- [EXERCISE BRIEF]
Reproduce each line below without any alteration.

- [DATA FOR ANALYSIS]

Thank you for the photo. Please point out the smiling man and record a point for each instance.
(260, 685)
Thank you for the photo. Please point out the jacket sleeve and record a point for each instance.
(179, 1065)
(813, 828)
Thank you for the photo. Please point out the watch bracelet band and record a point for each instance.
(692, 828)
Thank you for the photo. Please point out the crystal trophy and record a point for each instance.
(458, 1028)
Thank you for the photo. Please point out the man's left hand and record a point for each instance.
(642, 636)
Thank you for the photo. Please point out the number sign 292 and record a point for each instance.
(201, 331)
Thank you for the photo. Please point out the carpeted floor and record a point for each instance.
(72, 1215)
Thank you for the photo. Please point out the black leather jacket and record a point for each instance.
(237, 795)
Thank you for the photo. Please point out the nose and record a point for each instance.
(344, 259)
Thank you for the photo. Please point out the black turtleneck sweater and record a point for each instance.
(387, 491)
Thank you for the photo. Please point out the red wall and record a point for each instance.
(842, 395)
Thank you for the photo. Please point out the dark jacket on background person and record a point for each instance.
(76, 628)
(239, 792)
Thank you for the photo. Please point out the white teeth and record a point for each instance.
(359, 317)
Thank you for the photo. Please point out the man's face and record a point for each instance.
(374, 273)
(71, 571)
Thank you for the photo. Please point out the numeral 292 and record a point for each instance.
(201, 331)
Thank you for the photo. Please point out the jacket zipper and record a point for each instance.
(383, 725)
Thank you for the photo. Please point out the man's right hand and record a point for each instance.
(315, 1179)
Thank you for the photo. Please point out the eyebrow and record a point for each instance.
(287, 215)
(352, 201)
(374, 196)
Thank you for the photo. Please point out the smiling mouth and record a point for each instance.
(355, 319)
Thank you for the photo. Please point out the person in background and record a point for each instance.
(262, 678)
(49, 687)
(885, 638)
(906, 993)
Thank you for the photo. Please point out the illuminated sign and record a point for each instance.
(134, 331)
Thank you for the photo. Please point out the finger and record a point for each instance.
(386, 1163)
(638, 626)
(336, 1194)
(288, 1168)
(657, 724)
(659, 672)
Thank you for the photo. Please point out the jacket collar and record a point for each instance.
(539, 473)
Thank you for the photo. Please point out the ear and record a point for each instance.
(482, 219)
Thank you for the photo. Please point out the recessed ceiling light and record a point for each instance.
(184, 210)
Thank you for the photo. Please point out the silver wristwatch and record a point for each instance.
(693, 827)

- [TASK SOLUTION]
Thank you for the photo. Please point out the smiling man and record a point for each instance.
(260, 685)
Thank you for the photo. Please point out the jacket sleeve and record a point for each instance.
(179, 1065)
(813, 828)
Thank you for the photo. Please point out the watch bracelet band and record a point for each instance.
(692, 828)
Thank you for the photo. Please point out the crystal trophy and record a point for each instance.
(458, 1028)
Thank you for the photo. Please point out the man's left hand and record a point for each instance.
(642, 636)
Thank you for the photo. Please point out the number sign 292 and record a point for each instance.
(201, 331)
Thank you for the photo. Please point out the carpeted floor and record a point for each instance.
(72, 1215)
Thank you for the photo. Please point out the black leather jacket and record a point for each instance.
(237, 795)
Thank you for the photo. Please point out the nose and record a point for each instance.
(344, 259)
Thank you for the photo. Please point out the black turtleneck sweater and record a point for each instance.
(387, 491)
Thank you for the photo. Please point out the red wall and record a point for each instance.
(842, 395)
Thank you for the photo. Please point out the dark jacket on background person and record a point for each instance.
(76, 628)
(239, 792)
Thank you for the photo. Please point out the white teeth and record a point for each instance.
(359, 317)
Thank you for the photo. Please point out the man's face and record a point for each instance.
(374, 273)
(71, 571)
Thank you for the photo. Please point out the numeral 292 and record a point for each instance.
(201, 331)
Thank you for the photo. Please point out the jacket zipper and record a point for each instance.
(383, 725)
Thank you for the photo. Please point out the man's right hand and record a point for each instance.
(315, 1179)
Thank you for the photo. Please point out the eyebrow and record a point for each instance.
(287, 215)
(352, 201)
(374, 196)
Thank you for the photo. Please point out the smiling mouth and record a point for each instance.
(355, 319)
Thank you for the photo. Please point out the person in background and record a point for each instance.
(262, 678)
(49, 687)
(885, 638)
(906, 993)
Thank you for the photo. Please point out the illuminated sign and record a point for each instance.
(134, 331)
Thank you for the photo. Please point out the finger and record a point for each instance.
(386, 1163)
(638, 626)
(336, 1194)
(288, 1168)
(657, 724)
(659, 672)
Thank you for the photo. Please point out the jacket collar and record a point for each instance.
(539, 473)
Thank you for the photo. Please point out the ear and record a point for each instance.
(482, 219)
Thank you for the photo. Please point out the recessed ceiling light and record a point for each instance.
(184, 210)
Thank you for the photo. Please point out the silver wristwatch and record a point for each instance.
(693, 827)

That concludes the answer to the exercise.